Exercise goal:
A word-for-word transcription of every record is needed.

[Recorded data]
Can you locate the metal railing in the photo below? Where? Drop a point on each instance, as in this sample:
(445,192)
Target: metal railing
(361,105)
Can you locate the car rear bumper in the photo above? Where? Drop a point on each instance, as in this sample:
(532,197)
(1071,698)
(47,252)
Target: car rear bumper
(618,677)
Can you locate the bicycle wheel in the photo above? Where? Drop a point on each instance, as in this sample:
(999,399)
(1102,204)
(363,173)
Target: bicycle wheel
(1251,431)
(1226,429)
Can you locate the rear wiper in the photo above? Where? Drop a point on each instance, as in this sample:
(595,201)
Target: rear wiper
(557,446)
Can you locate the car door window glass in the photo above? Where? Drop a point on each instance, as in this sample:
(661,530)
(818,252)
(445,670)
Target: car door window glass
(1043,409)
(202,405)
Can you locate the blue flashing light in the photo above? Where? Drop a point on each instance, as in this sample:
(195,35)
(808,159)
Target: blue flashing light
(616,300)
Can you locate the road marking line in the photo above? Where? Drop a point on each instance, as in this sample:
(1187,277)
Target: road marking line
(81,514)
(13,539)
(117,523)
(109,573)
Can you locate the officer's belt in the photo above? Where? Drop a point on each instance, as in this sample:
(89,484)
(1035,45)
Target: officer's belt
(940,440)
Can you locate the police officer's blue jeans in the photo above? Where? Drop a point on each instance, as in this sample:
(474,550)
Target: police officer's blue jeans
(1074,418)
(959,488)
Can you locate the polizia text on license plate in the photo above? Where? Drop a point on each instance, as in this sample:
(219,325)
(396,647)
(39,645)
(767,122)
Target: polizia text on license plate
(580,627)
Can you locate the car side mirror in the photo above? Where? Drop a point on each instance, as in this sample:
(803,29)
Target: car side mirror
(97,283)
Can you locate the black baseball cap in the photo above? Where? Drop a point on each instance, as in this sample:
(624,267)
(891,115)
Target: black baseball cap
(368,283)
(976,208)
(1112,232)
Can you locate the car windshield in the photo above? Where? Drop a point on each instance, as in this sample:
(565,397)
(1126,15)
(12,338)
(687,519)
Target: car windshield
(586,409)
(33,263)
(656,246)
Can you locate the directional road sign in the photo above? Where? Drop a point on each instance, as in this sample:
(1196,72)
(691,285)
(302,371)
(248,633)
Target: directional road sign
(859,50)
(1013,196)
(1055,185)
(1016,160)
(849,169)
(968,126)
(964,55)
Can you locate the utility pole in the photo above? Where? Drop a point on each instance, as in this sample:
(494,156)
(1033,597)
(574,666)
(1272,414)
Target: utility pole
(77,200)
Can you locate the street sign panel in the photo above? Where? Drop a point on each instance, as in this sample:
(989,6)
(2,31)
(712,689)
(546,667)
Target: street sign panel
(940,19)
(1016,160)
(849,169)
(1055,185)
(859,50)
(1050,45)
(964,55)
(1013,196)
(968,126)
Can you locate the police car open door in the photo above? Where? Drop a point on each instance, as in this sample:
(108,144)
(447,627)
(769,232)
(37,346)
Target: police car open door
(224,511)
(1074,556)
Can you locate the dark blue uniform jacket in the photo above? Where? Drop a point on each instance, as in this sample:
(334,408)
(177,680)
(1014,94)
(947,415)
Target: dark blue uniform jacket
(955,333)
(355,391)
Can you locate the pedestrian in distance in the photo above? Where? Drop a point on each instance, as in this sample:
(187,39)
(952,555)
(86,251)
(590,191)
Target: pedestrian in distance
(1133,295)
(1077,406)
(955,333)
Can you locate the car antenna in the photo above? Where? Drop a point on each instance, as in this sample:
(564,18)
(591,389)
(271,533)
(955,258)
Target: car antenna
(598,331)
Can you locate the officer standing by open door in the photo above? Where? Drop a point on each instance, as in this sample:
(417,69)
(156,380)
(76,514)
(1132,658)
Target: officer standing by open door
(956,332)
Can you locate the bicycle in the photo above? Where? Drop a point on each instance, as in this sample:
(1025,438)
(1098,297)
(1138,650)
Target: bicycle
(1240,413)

Written answer:
Can you locate the metal railing in the photo below? Where? Drop a point on each instance, as in this sample:
(445,192)
Target: metal railing
(361,105)
Can you locate the car rear bumper in the photo above? Where? Drop a point on each instance, as in this sample:
(532,197)
(1071,698)
(47,252)
Target: car rear bumper
(618,677)
Can you locate the bicycle wheel in the photo above? Where? Drop a point on each instance, as in this sample:
(999,399)
(1102,204)
(363,173)
Target: bicycle wheel
(1251,431)
(1226,429)
Can you locate the rear wiper in the photo above? Where? Drop a point on each instance, as in this sample:
(595,201)
Target: rear wiper
(557,446)
Can you locate the car door window glass in the photo above? Where? Drop a point on each instance, as in this sample:
(661,530)
(818,252)
(445,670)
Target: car door window glass
(1043,409)
(202,405)
Can you locate the blue flashing light in the photo above? Where? Drop a point on each instance, as in this sample:
(195,35)
(808,159)
Target: blue flashing light
(616,300)
Can you locate the road marking line in the photo above? Where? Drop a point on each instance, as in this sample:
(1187,277)
Target: road marking line
(81,514)
(13,539)
(117,523)
(109,573)
Can you locate the officer's belt in the photo above? Where? Drop a point on each instance, as in this sample:
(89,484)
(1035,45)
Target: officer's belt
(940,440)
Can you locate the police officer's blue jeans in the photo above? Where? Drop a point on each instance, as in this sample:
(474,550)
Target: police officer's blue jeans
(1074,418)
(959,488)
Can you locate the polizia text on license plate in the photo above? Where? Drop a point on each instance, as in this sample:
(219,325)
(396,647)
(39,645)
(767,122)
Target: polizia text on license plate
(580,627)
Can you locate the car side mirror in the photo above? Where? Drop a point on each instance, as in this sample:
(803,29)
Target: car side mirror
(97,283)
Can you locate the black baseball cap in the photo above? Where? Drop a point on each instance, as in this sample:
(624,267)
(891,115)
Target: black baseball cap
(368,283)
(976,208)
(1112,232)
Can you locate the car windshield in the photo above? Where? Drop a point on each instance, as in this sample:
(565,397)
(1126,15)
(12,338)
(687,519)
Target: car windshield
(586,409)
(33,263)
(656,246)
Can you locate the directional road sign in the photo above? Where? Drop a point on each instance, as in this sample:
(1196,72)
(691,285)
(302,371)
(248,633)
Target: directional road sign
(859,50)
(1013,196)
(1055,185)
(1016,160)
(849,169)
(968,126)
(964,55)
Can you locate the utility pole in the photo above? Where? Drop a point on each instance, as in this sample:
(494,156)
(1033,597)
(574,666)
(1272,414)
Target: utility pole
(77,200)
Can you locate the street sign panel in the photo above? Where? Drop a point on each instance, as in this sample:
(989,6)
(2,31)
(712,689)
(546,667)
Target: street sign panel
(940,19)
(1016,160)
(849,169)
(1055,185)
(859,50)
(1050,45)
(964,55)
(1013,196)
(968,126)
Can you locate the police car open door in the photo above? Where? Drop a point on each instance, as in this sample:
(108,144)
(447,627)
(769,232)
(37,346)
Target: police car open door
(224,511)
(1074,556)
Can you locate the dark blue uniform jacket in the photo above? Where? Drop a point on each instance, as in this sample:
(334,408)
(177,680)
(1014,94)
(947,415)
Target: dark blue uniform jacket
(955,333)
(355,391)
Can you locate the pedestrian in distance in the photo above? Where? Drop a point on each instance, as in this sample:
(187,39)
(952,555)
(86,251)
(590,191)
Target: pedestrian in distance
(1133,295)
(1077,406)
(955,333)
Can you locate the car antenna in the photo above? Where? Drop a point on each instance, as in this sample:
(564,18)
(591,389)
(271,533)
(955,258)
Target: car antenna
(598,331)
Can you locate the officer standing by open door in the photo above? Where? Drop a point on each instance, as in this sample:
(417,69)
(156,380)
(76,514)
(1132,658)
Target: officer standing by open door
(956,332)
Can you locate the bicycle in the photo above? Where? Drop a point on each instance, as in this sample:
(1025,438)
(1098,297)
(1138,650)
Target: bicycle
(1240,413)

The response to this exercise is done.